» Record set
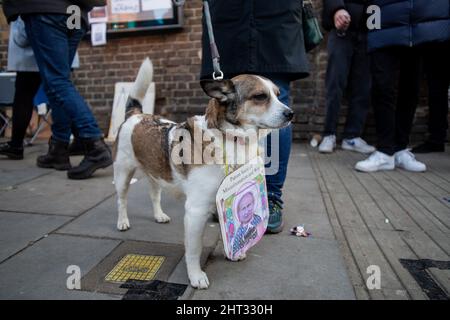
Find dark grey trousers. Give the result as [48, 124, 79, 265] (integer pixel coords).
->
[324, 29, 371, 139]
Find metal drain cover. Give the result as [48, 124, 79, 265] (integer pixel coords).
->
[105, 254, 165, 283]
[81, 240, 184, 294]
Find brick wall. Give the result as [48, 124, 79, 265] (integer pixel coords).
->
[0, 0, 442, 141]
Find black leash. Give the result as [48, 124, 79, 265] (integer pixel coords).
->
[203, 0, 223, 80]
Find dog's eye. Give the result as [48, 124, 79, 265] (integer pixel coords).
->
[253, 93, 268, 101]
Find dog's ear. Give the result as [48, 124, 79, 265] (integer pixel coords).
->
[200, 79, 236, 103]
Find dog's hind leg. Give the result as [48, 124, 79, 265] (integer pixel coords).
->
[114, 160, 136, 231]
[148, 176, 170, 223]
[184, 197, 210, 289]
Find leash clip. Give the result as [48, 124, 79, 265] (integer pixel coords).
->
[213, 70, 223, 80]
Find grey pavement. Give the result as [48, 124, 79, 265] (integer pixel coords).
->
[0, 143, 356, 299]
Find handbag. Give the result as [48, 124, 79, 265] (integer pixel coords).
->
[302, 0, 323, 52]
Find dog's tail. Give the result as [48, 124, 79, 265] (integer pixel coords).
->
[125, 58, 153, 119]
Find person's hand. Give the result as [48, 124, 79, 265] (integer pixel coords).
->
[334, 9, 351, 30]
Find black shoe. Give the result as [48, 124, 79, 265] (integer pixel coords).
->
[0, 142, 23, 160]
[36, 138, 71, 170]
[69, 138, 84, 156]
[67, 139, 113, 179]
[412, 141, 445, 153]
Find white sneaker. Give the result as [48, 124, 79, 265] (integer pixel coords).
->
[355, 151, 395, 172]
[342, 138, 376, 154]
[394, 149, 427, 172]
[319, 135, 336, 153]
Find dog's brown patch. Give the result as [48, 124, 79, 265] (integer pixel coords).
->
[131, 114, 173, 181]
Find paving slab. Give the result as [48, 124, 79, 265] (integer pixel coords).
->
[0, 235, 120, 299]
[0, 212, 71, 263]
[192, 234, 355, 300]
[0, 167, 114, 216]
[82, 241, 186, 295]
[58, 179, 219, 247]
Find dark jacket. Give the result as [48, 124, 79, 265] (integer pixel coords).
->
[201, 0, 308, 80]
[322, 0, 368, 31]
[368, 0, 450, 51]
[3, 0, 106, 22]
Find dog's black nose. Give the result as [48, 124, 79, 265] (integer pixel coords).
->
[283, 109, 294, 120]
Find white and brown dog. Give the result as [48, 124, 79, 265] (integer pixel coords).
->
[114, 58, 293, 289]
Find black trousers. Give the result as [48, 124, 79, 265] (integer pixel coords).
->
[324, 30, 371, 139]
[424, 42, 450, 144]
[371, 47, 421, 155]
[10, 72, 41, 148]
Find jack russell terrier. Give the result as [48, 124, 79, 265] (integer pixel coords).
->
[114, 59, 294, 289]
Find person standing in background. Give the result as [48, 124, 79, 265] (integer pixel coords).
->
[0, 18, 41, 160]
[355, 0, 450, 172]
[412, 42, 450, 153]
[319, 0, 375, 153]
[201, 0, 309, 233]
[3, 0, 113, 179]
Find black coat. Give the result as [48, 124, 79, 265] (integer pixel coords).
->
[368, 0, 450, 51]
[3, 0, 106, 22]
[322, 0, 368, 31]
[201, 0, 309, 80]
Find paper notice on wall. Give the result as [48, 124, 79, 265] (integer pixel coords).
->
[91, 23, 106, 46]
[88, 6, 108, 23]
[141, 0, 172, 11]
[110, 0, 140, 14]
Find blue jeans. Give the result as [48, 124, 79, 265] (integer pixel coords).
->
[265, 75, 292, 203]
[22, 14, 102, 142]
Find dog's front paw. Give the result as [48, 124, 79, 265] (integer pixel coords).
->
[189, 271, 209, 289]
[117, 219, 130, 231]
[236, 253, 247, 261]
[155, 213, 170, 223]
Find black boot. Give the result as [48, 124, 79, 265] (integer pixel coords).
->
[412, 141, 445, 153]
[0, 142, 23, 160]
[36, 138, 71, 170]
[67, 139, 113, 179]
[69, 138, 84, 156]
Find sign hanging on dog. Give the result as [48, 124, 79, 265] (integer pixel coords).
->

* * *

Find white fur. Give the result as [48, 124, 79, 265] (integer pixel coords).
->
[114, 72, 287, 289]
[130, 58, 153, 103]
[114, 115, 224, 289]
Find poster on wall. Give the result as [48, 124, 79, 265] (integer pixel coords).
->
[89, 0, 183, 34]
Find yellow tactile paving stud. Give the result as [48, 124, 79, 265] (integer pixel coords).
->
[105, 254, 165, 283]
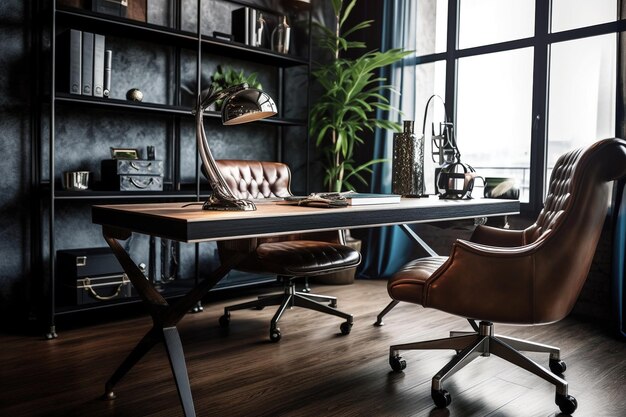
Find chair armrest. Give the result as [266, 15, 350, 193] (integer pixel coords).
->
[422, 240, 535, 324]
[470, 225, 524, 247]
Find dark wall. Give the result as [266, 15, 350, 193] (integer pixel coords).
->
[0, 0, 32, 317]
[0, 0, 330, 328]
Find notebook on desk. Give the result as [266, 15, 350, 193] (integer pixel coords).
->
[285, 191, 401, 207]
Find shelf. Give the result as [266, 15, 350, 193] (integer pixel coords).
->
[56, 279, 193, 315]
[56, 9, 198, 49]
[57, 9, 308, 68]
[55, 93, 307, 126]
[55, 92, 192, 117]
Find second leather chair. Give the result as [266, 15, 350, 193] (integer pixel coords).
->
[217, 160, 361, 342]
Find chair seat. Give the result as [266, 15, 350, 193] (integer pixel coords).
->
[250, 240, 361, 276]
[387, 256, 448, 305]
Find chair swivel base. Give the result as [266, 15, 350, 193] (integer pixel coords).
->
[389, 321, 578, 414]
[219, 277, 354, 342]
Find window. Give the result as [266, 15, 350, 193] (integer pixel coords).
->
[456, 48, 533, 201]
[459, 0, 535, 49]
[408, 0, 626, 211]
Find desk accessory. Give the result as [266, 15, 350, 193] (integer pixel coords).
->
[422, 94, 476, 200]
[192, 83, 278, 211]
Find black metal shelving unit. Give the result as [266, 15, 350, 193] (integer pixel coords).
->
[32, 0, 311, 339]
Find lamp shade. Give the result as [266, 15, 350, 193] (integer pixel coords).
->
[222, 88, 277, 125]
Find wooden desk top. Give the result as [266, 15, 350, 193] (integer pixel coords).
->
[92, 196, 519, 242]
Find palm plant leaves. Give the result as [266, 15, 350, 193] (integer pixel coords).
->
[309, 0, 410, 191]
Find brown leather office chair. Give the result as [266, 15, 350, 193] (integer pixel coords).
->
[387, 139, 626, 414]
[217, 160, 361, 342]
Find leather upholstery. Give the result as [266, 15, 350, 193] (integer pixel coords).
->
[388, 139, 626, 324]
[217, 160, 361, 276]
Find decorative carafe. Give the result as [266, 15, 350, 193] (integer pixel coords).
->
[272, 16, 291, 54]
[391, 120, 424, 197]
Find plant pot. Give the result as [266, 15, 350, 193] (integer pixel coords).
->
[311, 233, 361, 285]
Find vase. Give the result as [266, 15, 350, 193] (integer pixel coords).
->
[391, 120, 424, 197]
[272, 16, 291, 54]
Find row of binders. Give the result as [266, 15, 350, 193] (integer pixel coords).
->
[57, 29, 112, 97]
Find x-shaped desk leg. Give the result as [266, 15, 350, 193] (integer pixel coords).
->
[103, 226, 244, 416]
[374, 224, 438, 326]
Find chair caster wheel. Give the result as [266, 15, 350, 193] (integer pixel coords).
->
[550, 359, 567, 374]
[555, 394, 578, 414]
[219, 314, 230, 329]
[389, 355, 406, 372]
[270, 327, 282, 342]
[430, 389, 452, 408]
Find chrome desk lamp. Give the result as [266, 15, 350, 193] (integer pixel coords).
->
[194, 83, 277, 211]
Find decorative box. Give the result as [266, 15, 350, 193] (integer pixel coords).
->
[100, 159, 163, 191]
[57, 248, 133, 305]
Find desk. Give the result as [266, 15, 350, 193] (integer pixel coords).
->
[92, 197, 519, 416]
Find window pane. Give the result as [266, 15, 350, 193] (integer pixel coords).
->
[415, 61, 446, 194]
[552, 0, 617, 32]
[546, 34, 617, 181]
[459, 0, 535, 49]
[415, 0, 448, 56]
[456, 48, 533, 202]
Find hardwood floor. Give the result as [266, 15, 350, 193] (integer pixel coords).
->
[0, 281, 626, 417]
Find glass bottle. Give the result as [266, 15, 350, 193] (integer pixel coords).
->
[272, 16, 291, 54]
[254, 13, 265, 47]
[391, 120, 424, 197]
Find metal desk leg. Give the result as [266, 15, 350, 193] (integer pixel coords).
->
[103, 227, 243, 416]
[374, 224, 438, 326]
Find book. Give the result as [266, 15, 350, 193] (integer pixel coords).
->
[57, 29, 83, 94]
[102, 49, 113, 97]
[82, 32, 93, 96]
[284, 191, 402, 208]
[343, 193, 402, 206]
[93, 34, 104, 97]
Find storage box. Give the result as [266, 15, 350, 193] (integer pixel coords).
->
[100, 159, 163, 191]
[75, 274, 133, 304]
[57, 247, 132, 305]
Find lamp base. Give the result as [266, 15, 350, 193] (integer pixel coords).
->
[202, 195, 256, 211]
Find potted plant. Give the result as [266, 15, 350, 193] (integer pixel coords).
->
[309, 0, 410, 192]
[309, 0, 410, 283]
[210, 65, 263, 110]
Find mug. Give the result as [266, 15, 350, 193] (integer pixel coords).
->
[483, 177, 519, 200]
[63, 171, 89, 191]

* * *

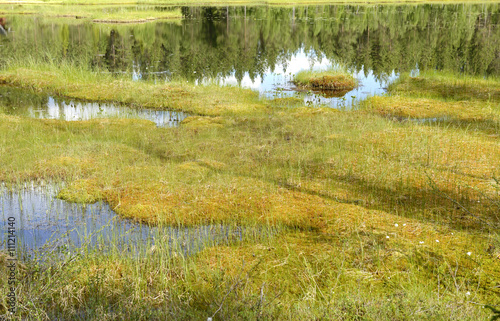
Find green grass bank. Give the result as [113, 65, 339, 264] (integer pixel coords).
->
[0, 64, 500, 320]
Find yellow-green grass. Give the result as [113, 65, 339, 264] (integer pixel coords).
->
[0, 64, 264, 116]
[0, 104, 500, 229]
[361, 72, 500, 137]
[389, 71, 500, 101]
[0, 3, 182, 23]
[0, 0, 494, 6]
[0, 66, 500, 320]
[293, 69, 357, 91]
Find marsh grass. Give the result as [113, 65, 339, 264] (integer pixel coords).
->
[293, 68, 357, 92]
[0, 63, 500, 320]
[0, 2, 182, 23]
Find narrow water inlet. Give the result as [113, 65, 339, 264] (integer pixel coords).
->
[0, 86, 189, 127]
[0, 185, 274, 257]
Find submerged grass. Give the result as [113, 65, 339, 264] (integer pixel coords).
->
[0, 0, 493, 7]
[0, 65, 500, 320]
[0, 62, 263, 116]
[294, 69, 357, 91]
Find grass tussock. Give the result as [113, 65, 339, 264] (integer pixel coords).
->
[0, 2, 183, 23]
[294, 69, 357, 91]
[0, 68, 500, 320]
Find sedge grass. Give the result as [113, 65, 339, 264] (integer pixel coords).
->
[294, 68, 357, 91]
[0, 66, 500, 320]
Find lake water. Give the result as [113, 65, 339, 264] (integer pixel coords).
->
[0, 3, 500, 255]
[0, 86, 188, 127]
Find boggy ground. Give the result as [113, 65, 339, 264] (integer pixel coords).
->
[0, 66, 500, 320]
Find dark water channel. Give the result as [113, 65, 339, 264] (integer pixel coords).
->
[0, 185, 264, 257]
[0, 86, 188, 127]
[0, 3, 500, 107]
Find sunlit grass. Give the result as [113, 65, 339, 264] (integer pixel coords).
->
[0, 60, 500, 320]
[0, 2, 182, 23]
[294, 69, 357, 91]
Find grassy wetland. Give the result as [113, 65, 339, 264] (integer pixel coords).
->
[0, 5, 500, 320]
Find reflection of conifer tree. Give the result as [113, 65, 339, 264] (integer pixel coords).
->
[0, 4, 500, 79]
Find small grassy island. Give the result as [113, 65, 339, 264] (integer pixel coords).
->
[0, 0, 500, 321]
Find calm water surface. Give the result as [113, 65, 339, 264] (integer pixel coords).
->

» What is being asked
Rewrite the stretch of lines from the one containing "Find white sneaker." through the one containing "[131, 114, 173, 181]", replacing "sneaker" with "running shoe" and leaving everything else unchanged.

» Output of the task
Find white running shoe. Give the result as [48, 124, 79, 265] (integer pixel coords).
->
[355, 151, 395, 172]
[342, 138, 376, 154]
[394, 149, 427, 172]
[319, 135, 336, 153]
Find dog's brown patch. Give the result as [48, 124, 79, 265] (integer pixel coords).
->
[131, 114, 173, 181]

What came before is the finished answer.